(Brief)
Edit the rows below by replacing each "bounding box" with "bounding rectangle" and keeping everything else unchanged.

(Data entries)
START

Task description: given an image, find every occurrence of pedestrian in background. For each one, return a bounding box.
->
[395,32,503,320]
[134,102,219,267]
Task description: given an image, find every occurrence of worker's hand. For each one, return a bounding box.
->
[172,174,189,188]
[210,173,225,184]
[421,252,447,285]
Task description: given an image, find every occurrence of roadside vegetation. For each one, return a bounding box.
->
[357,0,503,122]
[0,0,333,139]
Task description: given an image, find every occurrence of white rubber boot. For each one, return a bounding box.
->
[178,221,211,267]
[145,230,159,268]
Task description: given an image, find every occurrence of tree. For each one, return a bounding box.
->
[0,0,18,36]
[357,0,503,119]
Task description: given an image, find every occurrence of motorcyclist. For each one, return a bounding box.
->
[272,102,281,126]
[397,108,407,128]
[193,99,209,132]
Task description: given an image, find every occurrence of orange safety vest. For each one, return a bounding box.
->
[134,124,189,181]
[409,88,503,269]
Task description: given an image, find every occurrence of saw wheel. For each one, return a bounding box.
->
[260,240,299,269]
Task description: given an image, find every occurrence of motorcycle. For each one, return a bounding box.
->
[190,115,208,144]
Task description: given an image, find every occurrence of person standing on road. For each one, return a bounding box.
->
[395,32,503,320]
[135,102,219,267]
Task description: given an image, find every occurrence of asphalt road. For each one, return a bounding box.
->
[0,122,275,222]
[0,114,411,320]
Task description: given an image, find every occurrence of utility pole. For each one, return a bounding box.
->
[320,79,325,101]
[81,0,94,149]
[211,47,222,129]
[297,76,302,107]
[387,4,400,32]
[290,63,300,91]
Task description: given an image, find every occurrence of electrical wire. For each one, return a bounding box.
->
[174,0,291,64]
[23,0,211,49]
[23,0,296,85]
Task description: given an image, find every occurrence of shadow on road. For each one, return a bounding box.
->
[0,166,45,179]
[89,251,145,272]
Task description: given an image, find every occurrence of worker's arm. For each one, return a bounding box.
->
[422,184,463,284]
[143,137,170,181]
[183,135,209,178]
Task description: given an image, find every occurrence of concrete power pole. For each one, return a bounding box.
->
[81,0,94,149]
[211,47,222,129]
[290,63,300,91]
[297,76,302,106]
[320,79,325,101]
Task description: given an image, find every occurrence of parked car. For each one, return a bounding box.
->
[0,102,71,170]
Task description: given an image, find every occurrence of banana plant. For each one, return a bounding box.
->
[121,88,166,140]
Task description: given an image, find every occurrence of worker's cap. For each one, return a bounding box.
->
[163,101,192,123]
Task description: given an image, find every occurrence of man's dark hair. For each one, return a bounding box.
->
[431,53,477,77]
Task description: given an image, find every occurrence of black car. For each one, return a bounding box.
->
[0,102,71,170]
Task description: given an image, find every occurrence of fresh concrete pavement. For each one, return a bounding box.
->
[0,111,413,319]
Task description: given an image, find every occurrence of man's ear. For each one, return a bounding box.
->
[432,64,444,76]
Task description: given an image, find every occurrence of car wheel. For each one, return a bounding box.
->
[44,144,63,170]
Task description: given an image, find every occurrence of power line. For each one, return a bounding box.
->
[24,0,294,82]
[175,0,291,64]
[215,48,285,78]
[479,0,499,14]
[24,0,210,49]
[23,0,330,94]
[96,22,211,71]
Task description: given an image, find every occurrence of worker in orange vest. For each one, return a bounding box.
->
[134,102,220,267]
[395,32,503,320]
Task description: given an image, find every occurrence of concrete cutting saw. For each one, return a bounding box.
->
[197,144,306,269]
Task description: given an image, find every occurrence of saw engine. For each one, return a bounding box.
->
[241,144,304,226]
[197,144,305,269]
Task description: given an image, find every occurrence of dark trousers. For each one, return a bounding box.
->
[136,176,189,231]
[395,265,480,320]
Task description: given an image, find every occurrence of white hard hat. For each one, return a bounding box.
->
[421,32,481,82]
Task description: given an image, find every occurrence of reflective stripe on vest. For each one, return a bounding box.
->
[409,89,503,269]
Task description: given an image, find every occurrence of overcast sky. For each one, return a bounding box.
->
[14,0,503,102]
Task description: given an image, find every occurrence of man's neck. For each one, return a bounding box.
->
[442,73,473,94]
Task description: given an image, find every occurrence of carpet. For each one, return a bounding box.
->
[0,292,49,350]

END

(Output for this task)
Task description: given an image, find every occurrence of pedestrian in background. For each one, return a bounding rectangle.
->
[395,32,503,320]
[134,102,219,267]
Task description: given an image, find every occurrence of worker's hand. For each one, return a bounding rectangle.
->
[172,174,189,188]
[210,173,225,184]
[421,252,447,285]
Task description: given an image, find every occurrence of roadside vegetation. For each one, return a bounding rectangle.
->
[357,0,503,122]
[0,0,333,139]
Task description: given an image, find every occurrence of white rubber boot. For each one, return a bounding rectangle.
->
[178,221,211,267]
[145,230,159,268]
Task description: given an image, find every occurrence of tree. For each one, return a bounding rectangle.
->
[0,0,18,36]
[357,0,503,119]
Task description: given an image, find every occurrence of motorcyclist. For each one, return a bounding rectangle.
->
[272,102,281,126]
[397,108,407,128]
[193,99,209,132]
Task description: given an image, find every occurrence of orange safety vest. For each one, return a bounding rectangle.
->
[134,124,189,181]
[409,88,503,269]
Task description: given an image, find every occurrence of saw wheel. For each one, return a bounding rectangle.
->
[260,240,299,269]
Task description: given an image, find every occurrence of motorcycle. For each one, return a bounding rectangle.
->
[190,115,208,144]
Task description: given an image, find every occurrence of person standing on road. For each one, return a bounding rectangle.
->
[395,32,503,320]
[135,102,219,267]
Task description: given an image, find every occurrence of asphalt road. For each one, return a bounding rectangle.
->
[0,122,275,222]
[0,114,411,320]
Task description: given an image, find every occurrence of utility pole. For each one, return a bounding rectangle.
->
[320,79,325,101]
[81,0,94,149]
[211,47,222,129]
[297,76,302,107]
[387,4,400,32]
[290,63,300,91]
Task description: given an image, find every occurrence of electrical wire. For each one, return a bounding rectangle.
->
[174,0,291,64]
[23,0,211,49]
[23,0,296,85]
Task description: given an image, find every occurrence of shadow on road. For each one, return a bounding rectangle.
->
[0,166,45,179]
[89,251,145,272]
Task description: given an image, find every occurrence of worker's arm. For each one, return a bounding rectangle.
->
[422,184,463,284]
[143,137,170,181]
[183,135,209,178]
Task description: given an image, find every occurrence of concrete power pole. For each one, return a bounding rectangle.
->
[81,0,94,149]
[211,47,222,129]
[290,63,300,91]
[297,76,302,106]
[320,79,325,101]
Task description: given an image, find every occurrence of parked car. For each one, return a bounding rectangle.
->
[0,102,71,170]
Task description: given an image, find every occurrence of banana plant. For each one, return a bounding rectangle.
->
[121,88,166,140]
Task description: given an image, find every occurrence of worker's cap. For each one, return a bounding rectangle.
->
[163,101,192,123]
Task description: given an image, find every occurrence of man's dark hair. For each one, return a bounding rectangle.
->
[431,53,477,77]
Task description: given an image, find every occurrence of black car. For each one, return a bounding rectangle.
->
[0,102,71,170]
Task description: given an image, find every occurrence of fresh concrete pavement. For each one, return a bounding rectangle.
->
[0,111,413,319]
Task description: given an image, find every occurrence of man's ear. For each one, return a bounding rectangle.
->
[432,64,444,76]
Task description: given an image, find every occurrence of car wheel. For each one, return a bounding rectangle.
->
[44,144,63,170]
Task description: given an image, find every occurrence of power line. For each one, return a bounding rectangle.
->
[24,0,294,82]
[175,0,291,64]
[215,48,285,78]
[479,0,499,14]
[24,0,210,49]
[23,0,330,94]
[96,22,211,71]
Task description: given an image, find every occurrence of worker in orange vest. For each one, return a bounding rectangle.
->
[134,102,220,267]
[395,32,503,320]
Task description: given an image, find every occurrence of concrete cutting saw. For each one, return a bounding rectangle.
->
[197,144,306,269]
Task description: given an image, find every occurrence of saw engine. For each one, return a bounding rectangle.
->
[241,144,304,226]
[197,144,305,269]
Task description: given an image, find every occurrence of dark trousers. For each one, return a bounding rectangle.
->
[136,176,189,231]
[395,265,480,320]
Task description: given an image, find every occurrence of white hard hat. For each one, return a bounding rectangle.
->
[421,32,481,82]
Task description: given an image, find every occurrence of reflective stripe on vest. For each one, return a bounding rectangle.
->
[409,89,503,269]
Task description: given an image, find every occurrence of overcast sky. For each one, return a bounding rectangle.
->
[14,0,503,102]
Task description: given an image, find every occurrence of man's neck. For each one, return a bounding rectangle.
->
[442,73,473,94]
Task description: given an image, find every occurrence of carpet. For each one, return a bounding rectangle.
->
[0,292,49,350]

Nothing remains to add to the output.